- Data supplied
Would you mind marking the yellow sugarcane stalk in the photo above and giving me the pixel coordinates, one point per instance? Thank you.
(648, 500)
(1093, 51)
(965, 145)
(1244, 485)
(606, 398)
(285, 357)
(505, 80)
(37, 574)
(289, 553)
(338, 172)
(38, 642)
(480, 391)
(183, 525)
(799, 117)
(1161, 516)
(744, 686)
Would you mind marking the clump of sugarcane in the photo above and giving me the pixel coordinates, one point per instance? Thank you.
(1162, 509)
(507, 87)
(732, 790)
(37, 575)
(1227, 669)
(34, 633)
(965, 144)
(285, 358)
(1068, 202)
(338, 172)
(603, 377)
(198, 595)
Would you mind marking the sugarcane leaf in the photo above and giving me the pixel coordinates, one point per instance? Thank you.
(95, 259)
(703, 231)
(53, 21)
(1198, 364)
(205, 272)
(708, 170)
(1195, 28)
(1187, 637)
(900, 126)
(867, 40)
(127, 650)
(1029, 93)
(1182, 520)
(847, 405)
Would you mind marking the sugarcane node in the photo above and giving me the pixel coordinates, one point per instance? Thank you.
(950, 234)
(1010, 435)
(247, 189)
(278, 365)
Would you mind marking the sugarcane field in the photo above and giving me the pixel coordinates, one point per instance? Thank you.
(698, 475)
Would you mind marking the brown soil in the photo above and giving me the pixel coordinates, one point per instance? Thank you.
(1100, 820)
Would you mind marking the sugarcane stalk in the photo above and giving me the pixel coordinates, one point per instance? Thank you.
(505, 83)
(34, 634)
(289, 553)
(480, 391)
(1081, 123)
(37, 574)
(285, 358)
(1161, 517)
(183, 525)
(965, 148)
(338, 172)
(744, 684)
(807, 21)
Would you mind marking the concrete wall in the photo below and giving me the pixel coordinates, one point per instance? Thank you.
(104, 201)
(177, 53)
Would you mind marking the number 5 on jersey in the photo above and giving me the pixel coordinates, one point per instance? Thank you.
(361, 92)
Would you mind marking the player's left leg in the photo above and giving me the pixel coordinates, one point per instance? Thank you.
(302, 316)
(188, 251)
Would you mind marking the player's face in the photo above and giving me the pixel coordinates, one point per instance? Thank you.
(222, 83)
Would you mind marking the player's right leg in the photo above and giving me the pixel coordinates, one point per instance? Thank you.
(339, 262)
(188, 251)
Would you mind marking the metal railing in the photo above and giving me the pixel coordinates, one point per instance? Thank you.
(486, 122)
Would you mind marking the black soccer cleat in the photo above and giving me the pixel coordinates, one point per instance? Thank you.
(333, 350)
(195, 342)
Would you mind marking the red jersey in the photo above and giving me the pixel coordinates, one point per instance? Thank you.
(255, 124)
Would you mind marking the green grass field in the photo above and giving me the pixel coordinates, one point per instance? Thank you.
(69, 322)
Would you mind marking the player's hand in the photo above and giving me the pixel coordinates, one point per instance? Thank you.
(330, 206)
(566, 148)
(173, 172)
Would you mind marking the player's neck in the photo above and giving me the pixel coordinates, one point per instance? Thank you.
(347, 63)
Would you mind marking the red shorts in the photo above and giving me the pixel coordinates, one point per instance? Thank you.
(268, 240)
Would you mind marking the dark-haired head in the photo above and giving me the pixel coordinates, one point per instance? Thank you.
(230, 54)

- Directions
Starting at the line that contains "Would you mind marking the red shorts" and ending at the last line of the material above, reproduce those lines in full and shift every coordinate value in the answers up by 22.

- Reply
Would you mind marking the red shorts in the photo above and giving me the pixel coordinates, one point per instance? Thank you.
(290, 262)
Would you mind marking the dark-haired head in the photo above and giving me the pixel coordinates, one point per instance? Thank you.
(252, 76)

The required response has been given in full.